Text segment ->
Tuesday, July 29, 2008


I'm an admitted worry-wart when it comes to my kids and my animals.

I have large-scale battle plans to save my children and pets in the event of a ferry crash, fire, home invasion, earthquake, or war. I think it's the result of a lifetime of reading. And movies. And maybe just watching the local news.
Either way, my last thought every evening and multiple times throughout the day for the last 3.5 years has been, "God, protect my children." I know how I will hide, protect, or rescue my little crew in the event of any disaster that could enter a mother's mind late at night or during a rough ferry ride on a stormy day.

What we can't avoid, however, is always the scariest.

Last night, we heard that a little cousin of Jeff's will be losing his battle to cancer within 3 to 4 weeks. When we heard his list of last wishes, it was about as heartbreaking as anything we had ever heard. Some of his wishes were grand, many were simple, and a few were silly. All of them, though, were sweet. It made my mind leap in all different directions as I thought of this little boy and his big heart.

I wished that there was some way his family had known these wishes years ago. As they give this little boy a glorious and joyous last few weeks, I bet they will all wish they had known all along that he had a secret desire to drink a whole case of YooHoo or take his little girlfriend on a carriage ride downtown. What parent wouldn't? They would have been giving him YooHoo all day, everyday, just to see him smile.

Study material ->
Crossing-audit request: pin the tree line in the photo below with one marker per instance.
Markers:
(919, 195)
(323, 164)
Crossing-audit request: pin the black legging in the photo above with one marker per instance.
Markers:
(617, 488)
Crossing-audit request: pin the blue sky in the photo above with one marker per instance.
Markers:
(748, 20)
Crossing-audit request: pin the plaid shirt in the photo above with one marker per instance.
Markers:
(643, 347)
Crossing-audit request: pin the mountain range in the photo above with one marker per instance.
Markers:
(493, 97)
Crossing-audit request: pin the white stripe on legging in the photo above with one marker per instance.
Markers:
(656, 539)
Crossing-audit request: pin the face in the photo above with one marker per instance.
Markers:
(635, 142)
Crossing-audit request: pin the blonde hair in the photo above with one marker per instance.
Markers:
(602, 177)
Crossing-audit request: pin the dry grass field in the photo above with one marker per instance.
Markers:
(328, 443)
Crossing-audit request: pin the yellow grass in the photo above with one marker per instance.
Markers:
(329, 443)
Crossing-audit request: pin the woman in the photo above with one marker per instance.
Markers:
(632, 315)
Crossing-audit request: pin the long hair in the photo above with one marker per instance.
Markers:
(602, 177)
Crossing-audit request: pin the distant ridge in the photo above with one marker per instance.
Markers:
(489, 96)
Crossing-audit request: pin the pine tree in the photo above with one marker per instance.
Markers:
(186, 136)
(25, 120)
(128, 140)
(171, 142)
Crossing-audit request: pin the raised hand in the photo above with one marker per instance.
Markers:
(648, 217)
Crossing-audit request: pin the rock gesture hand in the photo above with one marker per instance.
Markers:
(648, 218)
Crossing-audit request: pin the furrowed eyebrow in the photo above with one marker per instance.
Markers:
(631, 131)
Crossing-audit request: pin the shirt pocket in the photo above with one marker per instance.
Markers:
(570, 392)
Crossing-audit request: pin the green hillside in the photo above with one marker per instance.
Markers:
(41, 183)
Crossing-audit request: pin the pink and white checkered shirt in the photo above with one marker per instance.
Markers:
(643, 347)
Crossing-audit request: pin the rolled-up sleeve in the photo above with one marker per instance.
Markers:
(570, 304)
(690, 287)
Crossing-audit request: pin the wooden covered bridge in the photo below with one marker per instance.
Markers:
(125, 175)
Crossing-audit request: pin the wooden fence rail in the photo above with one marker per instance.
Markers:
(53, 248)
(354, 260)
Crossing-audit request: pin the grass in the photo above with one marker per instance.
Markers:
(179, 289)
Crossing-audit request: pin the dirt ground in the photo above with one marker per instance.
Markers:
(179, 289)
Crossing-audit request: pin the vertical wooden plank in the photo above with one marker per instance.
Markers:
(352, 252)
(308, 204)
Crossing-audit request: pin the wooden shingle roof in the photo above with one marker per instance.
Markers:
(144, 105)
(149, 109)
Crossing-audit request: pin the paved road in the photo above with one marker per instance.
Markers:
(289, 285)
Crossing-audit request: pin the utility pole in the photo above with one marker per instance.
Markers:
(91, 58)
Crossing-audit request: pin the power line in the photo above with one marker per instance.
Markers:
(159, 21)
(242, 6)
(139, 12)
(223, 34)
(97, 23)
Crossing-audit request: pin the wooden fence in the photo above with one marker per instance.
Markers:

Task item -> Copy the post about worrying over children, starting with "What we can't" and going on through "his big heart.", and replace "cousin" with "nephew".

Expected output ->
What we can't avoid, however, is always the scariest.

Last night, we heard that a little nephew of Jeff's will be losing his battle to cancer within 3 to 4 weeks. When we heard his list of last wishes, it was about as heartbreaking as anything we had ever heard. Some of his wishes were grand, many were simple, and a few were silly. All of them, though, were sweet. It made my mind leap in all different directions as I thought of this little boy and his big heart.